### GOAL OF THE EXERCISE
The records below hold pictures; please leave those out and retype the rest exactly.

== WORKING DATA

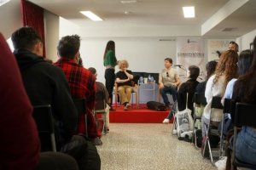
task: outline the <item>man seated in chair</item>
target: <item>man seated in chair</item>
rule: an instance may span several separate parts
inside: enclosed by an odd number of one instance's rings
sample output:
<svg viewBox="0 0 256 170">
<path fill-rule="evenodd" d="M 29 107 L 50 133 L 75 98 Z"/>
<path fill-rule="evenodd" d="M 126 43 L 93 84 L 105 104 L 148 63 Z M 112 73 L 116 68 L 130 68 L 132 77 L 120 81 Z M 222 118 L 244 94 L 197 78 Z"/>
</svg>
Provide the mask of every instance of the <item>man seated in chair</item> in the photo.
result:
<svg viewBox="0 0 256 170">
<path fill-rule="evenodd" d="M 121 104 L 125 106 L 124 110 L 128 110 L 131 107 L 130 99 L 133 91 L 131 80 L 133 75 L 131 71 L 127 70 L 129 64 L 127 60 L 123 60 L 119 62 L 119 71 L 116 73 L 116 83 Z"/>
<path fill-rule="evenodd" d="M 96 76 L 96 79 L 97 79 L 96 70 L 93 67 L 90 67 L 88 68 L 88 70 Z M 108 133 L 109 132 L 109 109 L 110 109 L 108 93 L 105 85 L 102 82 L 96 82 L 96 92 L 95 110 L 104 110 L 104 111 L 106 112 L 106 114 L 103 114 L 102 116 L 105 123 L 104 133 Z"/>
<path fill-rule="evenodd" d="M 54 65 L 61 67 L 69 83 L 71 95 L 73 99 L 86 99 L 85 128 L 84 115 L 79 115 L 77 133 L 86 133 L 96 145 L 102 142 L 97 133 L 96 120 L 92 114 L 95 105 L 96 80 L 95 76 L 85 68 L 79 65 L 80 37 L 78 35 L 66 36 L 59 41 L 57 50 L 60 59 Z M 87 129 L 86 129 L 87 128 Z"/>
<path fill-rule="evenodd" d="M 177 99 L 177 86 L 180 83 L 179 76 L 175 69 L 172 68 L 172 60 L 171 58 L 165 59 L 165 67 L 159 74 L 159 88 L 160 94 L 164 99 L 164 103 L 170 107 L 166 94 L 172 95 L 173 101 Z"/>
</svg>

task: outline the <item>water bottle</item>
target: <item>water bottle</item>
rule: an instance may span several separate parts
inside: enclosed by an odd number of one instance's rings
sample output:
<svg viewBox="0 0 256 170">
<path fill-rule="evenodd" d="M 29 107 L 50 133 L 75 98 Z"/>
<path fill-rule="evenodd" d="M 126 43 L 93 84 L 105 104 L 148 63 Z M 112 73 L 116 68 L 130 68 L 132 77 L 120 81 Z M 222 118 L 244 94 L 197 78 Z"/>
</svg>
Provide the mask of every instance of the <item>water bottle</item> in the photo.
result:
<svg viewBox="0 0 256 170">
<path fill-rule="evenodd" d="M 142 84 L 142 83 L 143 83 L 143 81 L 144 81 L 144 78 L 143 78 L 143 76 L 140 76 L 140 79 L 139 79 L 139 83 L 140 84 Z"/>
</svg>

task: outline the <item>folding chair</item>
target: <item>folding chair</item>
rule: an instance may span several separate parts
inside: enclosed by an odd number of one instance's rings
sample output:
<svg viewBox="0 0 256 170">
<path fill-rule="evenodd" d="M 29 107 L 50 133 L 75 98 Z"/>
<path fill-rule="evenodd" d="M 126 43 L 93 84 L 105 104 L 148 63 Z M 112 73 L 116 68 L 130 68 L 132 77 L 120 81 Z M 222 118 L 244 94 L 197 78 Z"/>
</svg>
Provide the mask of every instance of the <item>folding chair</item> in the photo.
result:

====

### EXERCISE ANSWER
task: outline the <item>man seated in chair</item>
target: <item>man seated in chair</item>
rule: an instance may span several separate parts
inside: enclosed by an odd number of one instance's rings
sample output:
<svg viewBox="0 0 256 170">
<path fill-rule="evenodd" d="M 29 107 L 50 133 L 75 98 Z"/>
<path fill-rule="evenodd" d="M 126 43 L 93 84 L 105 104 L 148 63 Z M 112 73 L 116 68 L 130 68 L 132 77 L 120 81 Z M 222 118 L 244 94 L 197 78 Z"/>
</svg>
Provide the mask of every instance of the <item>man seated in chair</item> in the photo.
result:
<svg viewBox="0 0 256 170">
<path fill-rule="evenodd" d="M 121 104 L 125 106 L 124 110 L 128 110 L 131 107 L 130 99 L 133 91 L 131 80 L 133 75 L 131 71 L 127 70 L 129 64 L 127 60 L 123 60 L 119 62 L 119 71 L 116 73 L 116 83 Z"/>
<path fill-rule="evenodd" d="M 96 76 L 96 79 L 97 79 L 96 70 L 93 67 L 90 67 L 88 68 L 88 70 Z M 108 133 L 109 132 L 109 109 L 110 109 L 108 93 L 105 85 L 102 82 L 96 82 L 96 92 L 95 110 L 104 110 L 104 111 L 106 112 L 106 114 L 103 114 L 102 116 L 105 123 L 104 133 Z"/>
<path fill-rule="evenodd" d="M 54 65 L 61 67 L 69 83 L 71 95 L 73 99 L 86 99 L 85 128 L 84 115 L 79 115 L 77 133 L 86 133 L 96 145 L 102 142 L 97 133 L 96 120 L 92 114 L 95 105 L 96 80 L 95 76 L 85 68 L 79 65 L 80 37 L 78 35 L 66 36 L 59 41 L 57 50 L 60 59 Z M 87 129 L 86 129 L 87 128 Z"/>
<path fill-rule="evenodd" d="M 177 99 L 177 86 L 180 83 L 179 76 L 175 69 L 172 68 L 172 60 L 171 58 L 165 59 L 165 67 L 159 74 L 159 88 L 160 94 L 164 99 L 164 103 L 170 107 L 166 94 L 172 95 L 173 101 Z"/>
</svg>

task: outline the <item>water bottle</item>
target: <item>water bottle</item>
rule: an instance may span several separate parts
inside: enclosed by an odd number of one instance's rings
sample output:
<svg viewBox="0 0 256 170">
<path fill-rule="evenodd" d="M 29 107 L 50 133 L 75 98 Z"/>
<path fill-rule="evenodd" d="M 126 43 L 93 84 L 105 104 L 148 63 Z M 112 73 L 116 68 L 130 68 L 132 77 L 120 81 Z M 222 118 L 244 94 L 197 78 Z"/>
</svg>
Provide the mask of every instance of the <item>water bottle</item> in the photo.
result:
<svg viewBox="0 0 256 170">
<path fill-rule="evenodd" d="M 142 84 L 142 83 L 143 83 L 143 81 L 144 81 L 144 78 L 143 78 L 143 76 L 140 76 L 140 79 L 139 79 L 139 83 L 140 84 Z"/>
</svg>

task: outline the <item>folding chair</item>
target: <item>folding chair</item>
rule: an instance may span several separate parts
inside: enclosed by an odd number of one instance's rings
sample output:
<svg viewBox="0 0 256 170">
<path fill-rule="evenodd" d="M 29 107 L 50 133 L 75 98 Z"/>
<path fill-rule="evenodd" d="M 126 43 L 93 84 L 105 104 L 148 63 Z M 112 73 L 116 68 L 130 68 L 132 77 L 120 81 Z M 222 118 L 244 94 L 197 78 Z"/>
</svg>
Provide the mask of every instance of the <item>folding chair</item> in the photo.
result:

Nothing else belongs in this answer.